#### Aim of the exercise:
Among the entries below, reproduce word for word the stretch from the line containing "of the paper" through the line containing "<point>550,379</point>", both ends included, and nothing else.

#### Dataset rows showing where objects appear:
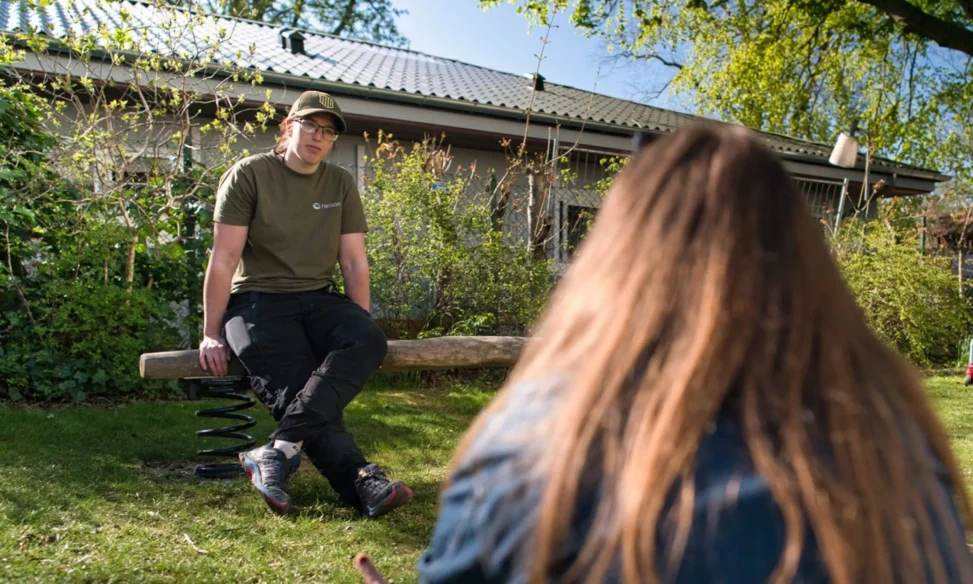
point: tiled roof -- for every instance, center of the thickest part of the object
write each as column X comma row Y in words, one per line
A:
column 357, row 63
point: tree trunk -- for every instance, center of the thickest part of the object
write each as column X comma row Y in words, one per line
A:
column 959, row 272
column 130, row 260
column 404, row 355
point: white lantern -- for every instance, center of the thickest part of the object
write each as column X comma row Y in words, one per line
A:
column 845, row 152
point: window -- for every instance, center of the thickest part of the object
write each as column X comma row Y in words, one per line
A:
column 577, row 220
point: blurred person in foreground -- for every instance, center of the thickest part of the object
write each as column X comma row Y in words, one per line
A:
column 704, row 402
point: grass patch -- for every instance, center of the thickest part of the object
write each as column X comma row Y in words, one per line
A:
column 107, row 494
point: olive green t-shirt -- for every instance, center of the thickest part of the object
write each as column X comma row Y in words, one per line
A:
column 296, row 222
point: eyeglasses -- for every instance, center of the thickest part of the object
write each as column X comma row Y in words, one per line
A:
column 309, row 127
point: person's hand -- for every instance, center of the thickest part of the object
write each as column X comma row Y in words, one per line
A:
column 214, row 355
column 368, row 571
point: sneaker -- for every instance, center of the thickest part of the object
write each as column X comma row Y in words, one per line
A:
column 268, row 469
column 378, row 494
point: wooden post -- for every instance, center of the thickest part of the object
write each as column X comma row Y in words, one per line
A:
column 405, row 355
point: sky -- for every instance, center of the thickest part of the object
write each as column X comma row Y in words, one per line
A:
column 499, row 39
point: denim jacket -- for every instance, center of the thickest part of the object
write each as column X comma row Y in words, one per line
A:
column 488, row 512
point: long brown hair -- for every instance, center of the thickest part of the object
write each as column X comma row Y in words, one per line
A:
column 705, row 279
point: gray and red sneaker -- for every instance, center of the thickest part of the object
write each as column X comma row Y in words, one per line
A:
column 268, row 469
column 378, row 494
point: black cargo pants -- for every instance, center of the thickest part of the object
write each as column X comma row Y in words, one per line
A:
column 308, row 354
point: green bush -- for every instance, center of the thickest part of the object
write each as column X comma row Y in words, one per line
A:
column 436, row 258
column 70, row 325
column 910, row 299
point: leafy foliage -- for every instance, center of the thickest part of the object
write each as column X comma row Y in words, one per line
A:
column 910, row 299
column 435, row 254
column 806, row 68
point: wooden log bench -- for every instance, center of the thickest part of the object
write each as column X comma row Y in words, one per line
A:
column 403, row 355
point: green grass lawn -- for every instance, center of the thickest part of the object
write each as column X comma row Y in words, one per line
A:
column 106, row 494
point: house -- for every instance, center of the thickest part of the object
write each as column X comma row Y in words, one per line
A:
column 413, row 95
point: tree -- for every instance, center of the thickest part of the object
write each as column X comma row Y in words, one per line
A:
column 903, row 69
column 368, row 20
column 108, row 166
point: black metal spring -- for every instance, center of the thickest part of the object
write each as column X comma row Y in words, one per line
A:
column 231, row 389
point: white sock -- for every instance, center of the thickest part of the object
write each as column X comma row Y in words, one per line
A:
column 290, row 449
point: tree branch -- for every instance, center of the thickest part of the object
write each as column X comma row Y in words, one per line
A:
column 651, row 57
column 967, row 6
column 346, row 18
column 946, row 34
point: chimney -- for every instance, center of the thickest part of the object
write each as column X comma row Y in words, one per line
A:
column 536, row 81
column 291, row 40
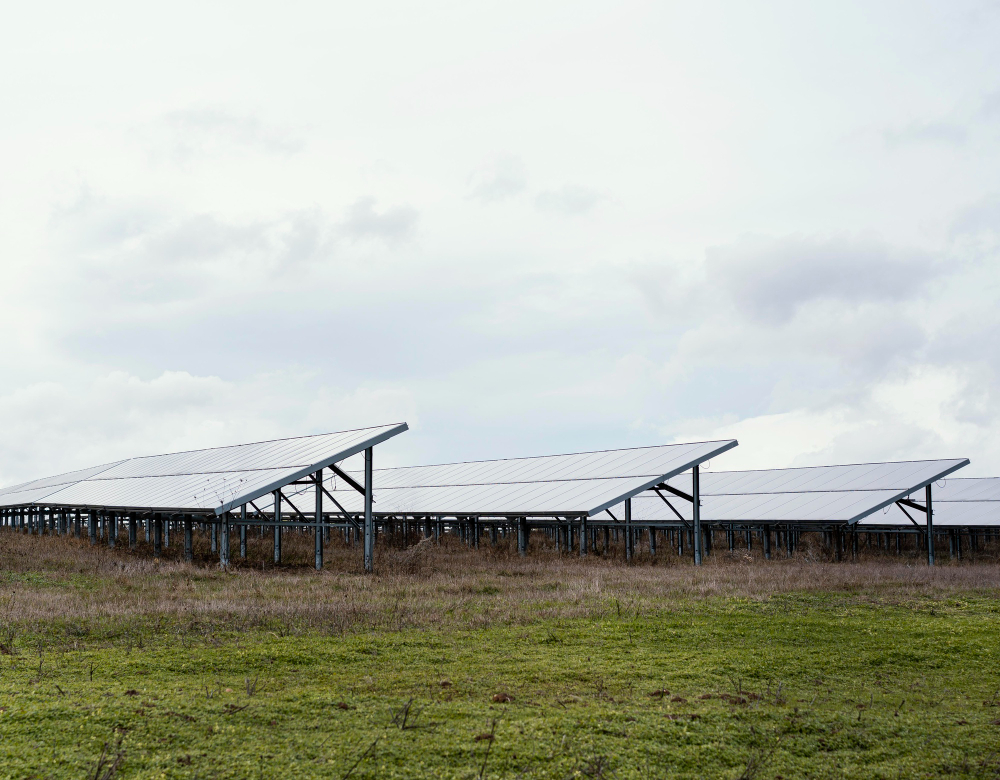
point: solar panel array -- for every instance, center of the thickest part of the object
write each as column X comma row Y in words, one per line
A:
column 210, row 479
column 840, row 494
column 573, row 484
column 960, row 502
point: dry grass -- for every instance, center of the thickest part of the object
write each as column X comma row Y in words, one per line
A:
column 67, row 586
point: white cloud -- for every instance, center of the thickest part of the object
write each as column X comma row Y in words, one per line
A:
column 501, row 179
column 569, row 200
column 774, row 265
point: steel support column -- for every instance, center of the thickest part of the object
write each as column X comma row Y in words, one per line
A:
column 224, row 540
column 318, row 476
column 157, row 535
column 277, row 526
column 243, row 531
column 696, row 512
column 369, row 553
column 629, row 541
column 188, row 541
column 928, row 506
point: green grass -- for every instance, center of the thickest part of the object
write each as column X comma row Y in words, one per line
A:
column 807, row 684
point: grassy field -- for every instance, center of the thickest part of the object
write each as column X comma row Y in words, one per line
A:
column 455, row 663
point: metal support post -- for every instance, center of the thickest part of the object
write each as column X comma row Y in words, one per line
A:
column 318, row 476
column 157, row 535
column 188, row 540
column 629, row 540
column 369, row 523
column 243, row 531
column 277, row 526
column 696, row 512
column 930, row 525
column 224, row 540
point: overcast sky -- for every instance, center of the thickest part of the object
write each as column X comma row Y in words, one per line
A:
column 523, row 228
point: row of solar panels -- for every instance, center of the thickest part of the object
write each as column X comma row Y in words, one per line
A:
column 591, row 483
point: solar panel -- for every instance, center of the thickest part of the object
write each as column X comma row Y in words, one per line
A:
column 211, row 479
column 571, row 484
column 958, row 502
column 832, row 494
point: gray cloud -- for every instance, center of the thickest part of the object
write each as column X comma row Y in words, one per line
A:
column 569, row 200
column 393, row 225
column 978, row 218
column 200, row 131
column 771, row 279
column 502, row 179
column 991, row 105
column 946, row 133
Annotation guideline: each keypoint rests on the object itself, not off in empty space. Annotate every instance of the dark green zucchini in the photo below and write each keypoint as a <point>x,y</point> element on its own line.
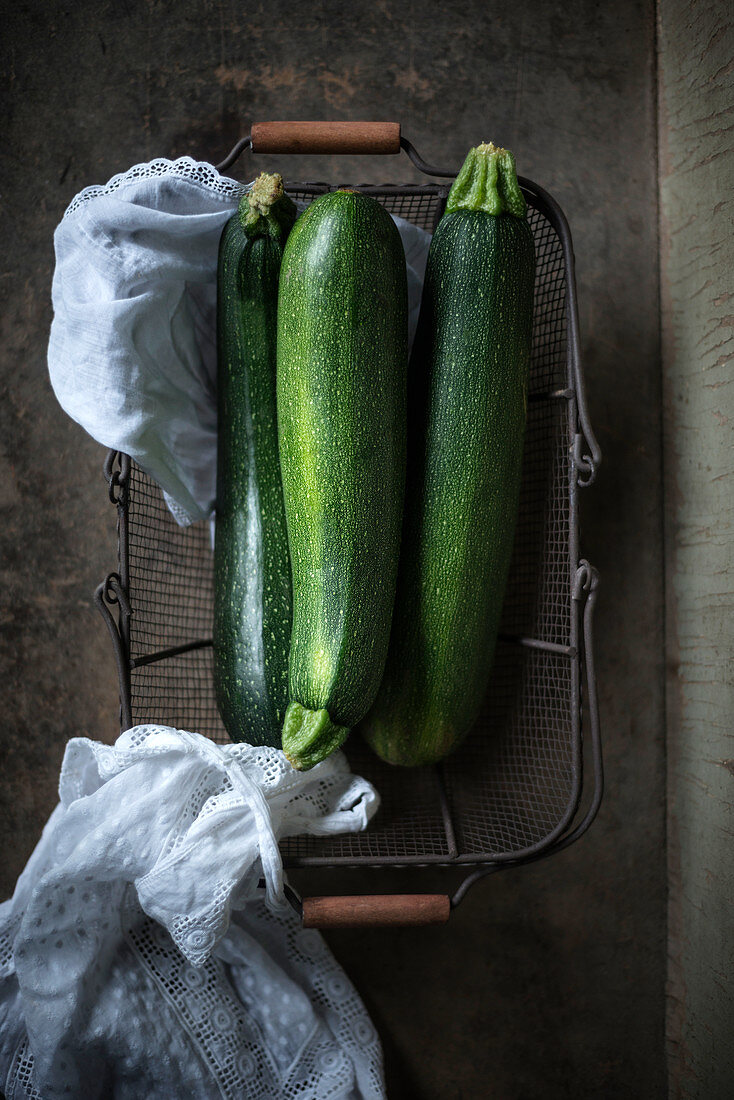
<point>252,568</point>
<point>468,395</point>
<point>341,377</point>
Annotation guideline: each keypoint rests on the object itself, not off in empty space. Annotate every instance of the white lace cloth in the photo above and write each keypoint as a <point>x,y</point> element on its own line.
<point>138,958</point>
<point>132,349</point>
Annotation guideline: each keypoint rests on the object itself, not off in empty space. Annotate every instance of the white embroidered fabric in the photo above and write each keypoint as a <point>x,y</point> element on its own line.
<point>138,957</point>
<point>132,348</point>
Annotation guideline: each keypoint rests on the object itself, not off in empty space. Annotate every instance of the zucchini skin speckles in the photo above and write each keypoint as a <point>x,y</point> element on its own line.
<point>252,567</point>
<point>468,397</point>
<point>341,380</point>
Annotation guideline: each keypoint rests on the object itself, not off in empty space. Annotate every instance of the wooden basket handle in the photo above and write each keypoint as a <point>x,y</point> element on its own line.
<point>362,911</point>
<point>326,136</point>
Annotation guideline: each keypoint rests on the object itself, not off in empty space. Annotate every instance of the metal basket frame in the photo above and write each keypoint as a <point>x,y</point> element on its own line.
<point>113,595</point>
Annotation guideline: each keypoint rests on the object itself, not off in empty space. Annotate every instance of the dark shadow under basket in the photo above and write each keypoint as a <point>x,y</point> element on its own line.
<point>512,792</point>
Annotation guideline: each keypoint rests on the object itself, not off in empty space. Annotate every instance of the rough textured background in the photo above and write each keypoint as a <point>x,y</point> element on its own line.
<point>549,980</point>
<point>697,168</point>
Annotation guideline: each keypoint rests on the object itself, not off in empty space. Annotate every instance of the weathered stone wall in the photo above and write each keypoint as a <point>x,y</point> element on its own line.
<point>548,981</point>
<point>697,209</point>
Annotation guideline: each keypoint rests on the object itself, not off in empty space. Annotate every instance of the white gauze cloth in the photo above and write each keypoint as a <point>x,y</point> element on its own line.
<point>132,350</point>
<point>138,958</point>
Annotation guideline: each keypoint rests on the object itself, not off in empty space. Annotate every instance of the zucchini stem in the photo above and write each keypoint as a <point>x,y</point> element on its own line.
<point>488,182</point>
<point>309,736</point>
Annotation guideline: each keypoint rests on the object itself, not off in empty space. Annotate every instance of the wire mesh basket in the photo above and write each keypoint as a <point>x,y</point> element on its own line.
<point>513,791</point>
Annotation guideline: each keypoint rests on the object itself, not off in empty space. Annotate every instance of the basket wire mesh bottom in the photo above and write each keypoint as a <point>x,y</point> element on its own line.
<point>515,781</point>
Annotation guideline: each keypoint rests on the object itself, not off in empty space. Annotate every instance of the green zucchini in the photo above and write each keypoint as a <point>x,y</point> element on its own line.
<point>341,380</point>
<point>468,398</point>
<point>252,568</point>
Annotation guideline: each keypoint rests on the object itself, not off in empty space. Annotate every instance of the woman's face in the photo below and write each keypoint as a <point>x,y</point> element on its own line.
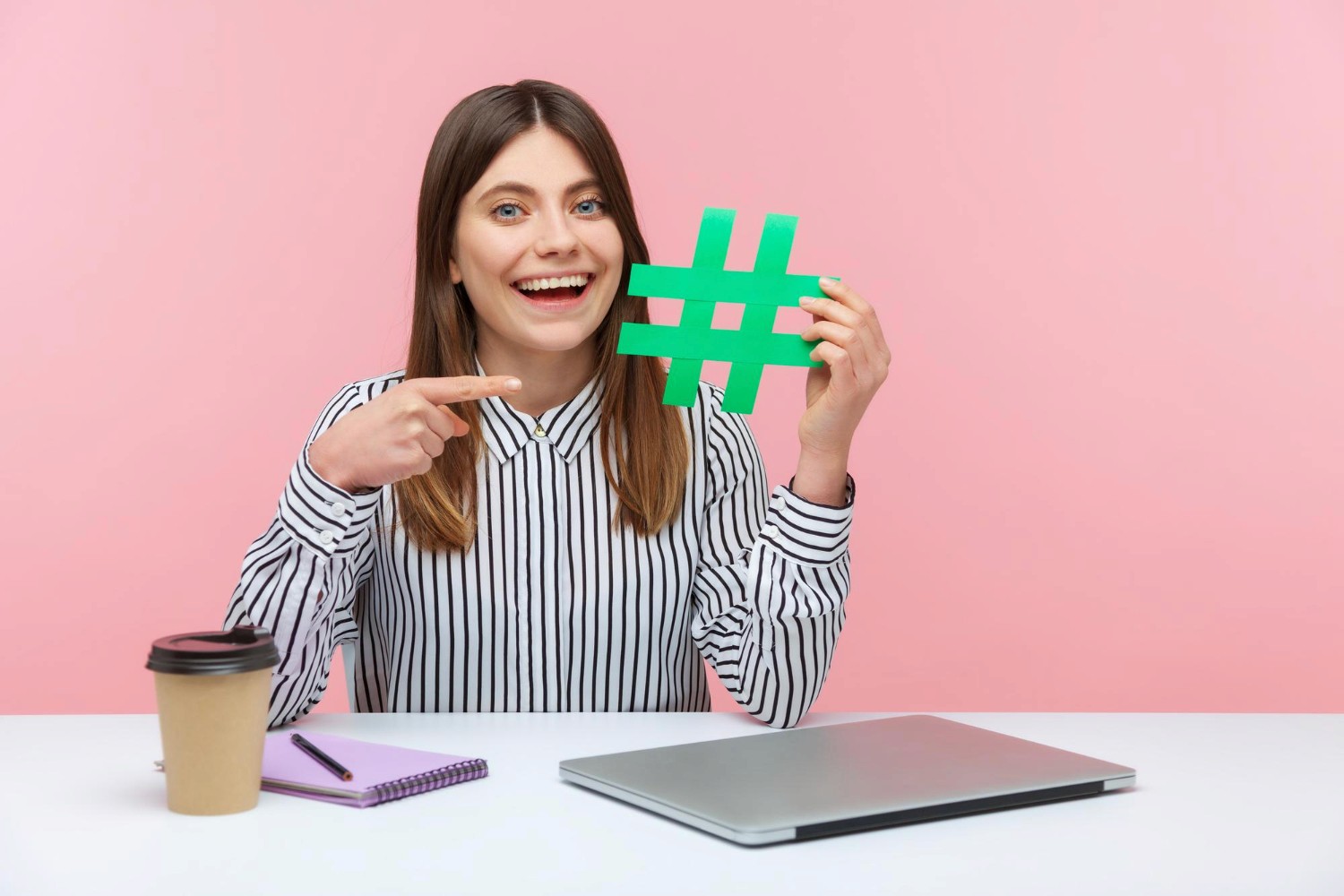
<point>537,212</point>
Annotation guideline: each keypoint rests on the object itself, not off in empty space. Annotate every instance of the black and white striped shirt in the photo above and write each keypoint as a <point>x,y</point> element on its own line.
<point>551,608</point>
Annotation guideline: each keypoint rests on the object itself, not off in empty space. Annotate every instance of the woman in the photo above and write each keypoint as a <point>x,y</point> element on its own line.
<point>516,521</point>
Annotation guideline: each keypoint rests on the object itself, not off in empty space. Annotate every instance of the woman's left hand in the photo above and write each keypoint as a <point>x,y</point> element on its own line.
<point>857,359</point>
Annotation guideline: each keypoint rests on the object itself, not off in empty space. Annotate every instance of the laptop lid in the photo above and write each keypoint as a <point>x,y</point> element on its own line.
<point>831,780</point>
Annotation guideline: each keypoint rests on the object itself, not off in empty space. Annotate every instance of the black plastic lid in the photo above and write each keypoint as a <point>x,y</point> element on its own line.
<point>214,653</point>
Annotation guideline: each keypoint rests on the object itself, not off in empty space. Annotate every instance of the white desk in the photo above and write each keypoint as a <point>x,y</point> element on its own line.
<point>1226,805</point>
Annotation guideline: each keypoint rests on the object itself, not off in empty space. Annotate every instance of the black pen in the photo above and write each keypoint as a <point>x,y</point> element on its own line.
<point>331,764</point>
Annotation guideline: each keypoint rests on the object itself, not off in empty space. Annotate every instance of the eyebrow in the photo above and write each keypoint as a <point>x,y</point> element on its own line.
<point>515,187</point>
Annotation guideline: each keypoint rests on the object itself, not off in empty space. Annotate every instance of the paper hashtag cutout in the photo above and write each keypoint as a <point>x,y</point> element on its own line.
<point>706,284</point>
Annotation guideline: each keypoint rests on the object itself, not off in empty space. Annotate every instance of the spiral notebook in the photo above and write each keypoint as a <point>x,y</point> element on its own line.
<point>382,772</point>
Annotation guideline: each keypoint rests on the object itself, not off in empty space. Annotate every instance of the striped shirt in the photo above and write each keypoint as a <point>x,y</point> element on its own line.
<point>551,608</point>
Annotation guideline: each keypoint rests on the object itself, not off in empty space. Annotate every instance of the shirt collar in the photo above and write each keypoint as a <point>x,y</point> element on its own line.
<point>566,427</point>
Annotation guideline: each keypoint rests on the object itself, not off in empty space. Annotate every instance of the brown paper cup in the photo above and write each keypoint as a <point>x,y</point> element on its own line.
<point>212,691</point>
<point>212,729</point>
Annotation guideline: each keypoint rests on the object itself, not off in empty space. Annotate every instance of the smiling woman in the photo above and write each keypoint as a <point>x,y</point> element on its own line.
<point>515,521</point>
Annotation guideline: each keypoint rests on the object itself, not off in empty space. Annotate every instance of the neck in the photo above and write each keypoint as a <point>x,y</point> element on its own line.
<point>550,379</point>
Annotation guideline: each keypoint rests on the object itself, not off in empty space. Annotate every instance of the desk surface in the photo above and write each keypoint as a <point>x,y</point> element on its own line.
<point>1226,804</point>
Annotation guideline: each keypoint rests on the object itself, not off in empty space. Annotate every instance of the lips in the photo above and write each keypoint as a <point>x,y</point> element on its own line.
<point>556,300</point>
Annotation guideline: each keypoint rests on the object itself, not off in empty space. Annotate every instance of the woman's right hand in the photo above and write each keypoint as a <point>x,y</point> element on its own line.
<point>400,433</point>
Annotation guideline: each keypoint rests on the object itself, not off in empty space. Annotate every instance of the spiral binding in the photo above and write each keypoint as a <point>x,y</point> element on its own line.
<point>457,772</point>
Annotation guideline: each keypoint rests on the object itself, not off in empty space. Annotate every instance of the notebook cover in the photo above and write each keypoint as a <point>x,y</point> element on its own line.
<point>382,771</point>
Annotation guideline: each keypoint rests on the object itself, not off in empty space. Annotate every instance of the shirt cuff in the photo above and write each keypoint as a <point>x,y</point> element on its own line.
<point>812,533</point>
<point>320,514</point>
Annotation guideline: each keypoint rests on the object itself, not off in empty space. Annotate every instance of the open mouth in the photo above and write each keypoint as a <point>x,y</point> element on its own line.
<point>556,289</point>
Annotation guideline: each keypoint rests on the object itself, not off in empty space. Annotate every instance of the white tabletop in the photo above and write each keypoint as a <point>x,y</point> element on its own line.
<point>1226,804</point>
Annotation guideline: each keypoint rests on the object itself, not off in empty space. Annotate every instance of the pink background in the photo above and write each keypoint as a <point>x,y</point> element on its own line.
<point>1105,241</point>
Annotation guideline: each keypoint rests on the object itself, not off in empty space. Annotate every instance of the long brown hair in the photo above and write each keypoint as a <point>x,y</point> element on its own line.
<point>644,438</point>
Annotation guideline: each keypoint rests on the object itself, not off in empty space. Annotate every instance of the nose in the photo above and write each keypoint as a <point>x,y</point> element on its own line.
<point>556,236</point>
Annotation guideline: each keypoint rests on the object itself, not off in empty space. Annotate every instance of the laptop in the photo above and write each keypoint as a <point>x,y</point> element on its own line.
<point>836,780</point>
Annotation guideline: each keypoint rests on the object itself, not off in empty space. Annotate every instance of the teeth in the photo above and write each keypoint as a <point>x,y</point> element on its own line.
<point>553,282</point>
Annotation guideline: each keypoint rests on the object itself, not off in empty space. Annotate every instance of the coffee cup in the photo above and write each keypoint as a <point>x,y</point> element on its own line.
<point>212,689</point>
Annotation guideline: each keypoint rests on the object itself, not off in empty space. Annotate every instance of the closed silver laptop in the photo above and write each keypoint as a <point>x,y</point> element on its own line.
<point>833,780</point>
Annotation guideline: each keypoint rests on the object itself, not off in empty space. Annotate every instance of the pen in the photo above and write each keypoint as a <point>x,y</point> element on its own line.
<point>331,764</point>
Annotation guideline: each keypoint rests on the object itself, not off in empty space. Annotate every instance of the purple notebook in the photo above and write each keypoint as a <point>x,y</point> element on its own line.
<point>382,772</point>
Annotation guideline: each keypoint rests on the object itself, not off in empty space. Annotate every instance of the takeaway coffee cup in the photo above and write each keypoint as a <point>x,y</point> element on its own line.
<point>212,691</point>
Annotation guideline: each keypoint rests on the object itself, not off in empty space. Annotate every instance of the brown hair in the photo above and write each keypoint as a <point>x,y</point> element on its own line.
<point>642,437</point>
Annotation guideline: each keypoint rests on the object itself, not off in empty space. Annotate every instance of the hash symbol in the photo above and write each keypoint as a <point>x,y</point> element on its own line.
<point>706,284</point>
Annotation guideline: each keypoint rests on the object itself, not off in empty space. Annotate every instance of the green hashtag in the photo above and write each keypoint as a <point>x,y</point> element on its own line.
<point>706,284</point>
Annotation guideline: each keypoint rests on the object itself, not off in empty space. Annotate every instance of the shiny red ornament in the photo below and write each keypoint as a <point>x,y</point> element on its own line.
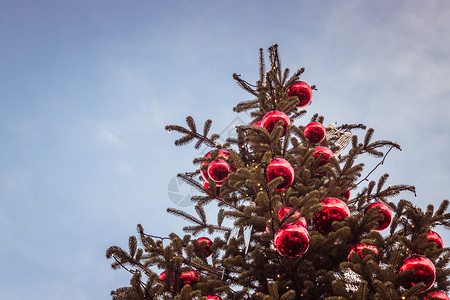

#### The reply:
Annotation guideline: each keypoint rests on the object itself, not off in empty space. Annotate every instance of the paper hashtag cutout in the photo above and write each keypoint as a <point>x,y</point> element on its own line.
<point>706,284</point>
Annotation guideline: each keypoint rests on the object itself, not off in empty space. Annotate every instance of the spiral notebook in the photo above and write each keypoint as a <point>x,y</point> element on its own line.
<point>382,772</point>
Annotation guideline: each keypoint rests on the object itself, not off in empty space. Annotate every instance of the striped shirt in the photo above and write each keypoint as a <point>x,y</point> element on its own line.
<point>551,608</point>
Annotation guideline: each keypoint rests on the object itself, not off in empty space. Annotate every instance of the shirt collar in the photo above and write each keypoint as a <point>x,y</point> element on its own line.
<point>566,427</point>
Annotation guideline: each keypoint rests on the object itself, not off in empty space. Annotate every instance of the brown paper cup in the photo above and write each keypoint as a <point>x,y</point> element on its own line.
<point>212,691</point>
<point>212,729</point>
Annotation guideline: each keypoint rests on the object itself, not off in empty space. Annotate every instance of the smiling woman in the photo above and write each keypoint as a <point>x,y</point> element on its own line.
<point>515,521</point>
Annotation guideline: each keypoint rests on the object itself, not off in empty space. Annotate every instance of the neck in the photo above and write each keypoint as a <point>x,y</point> element on its own line.
<point>550,379</point>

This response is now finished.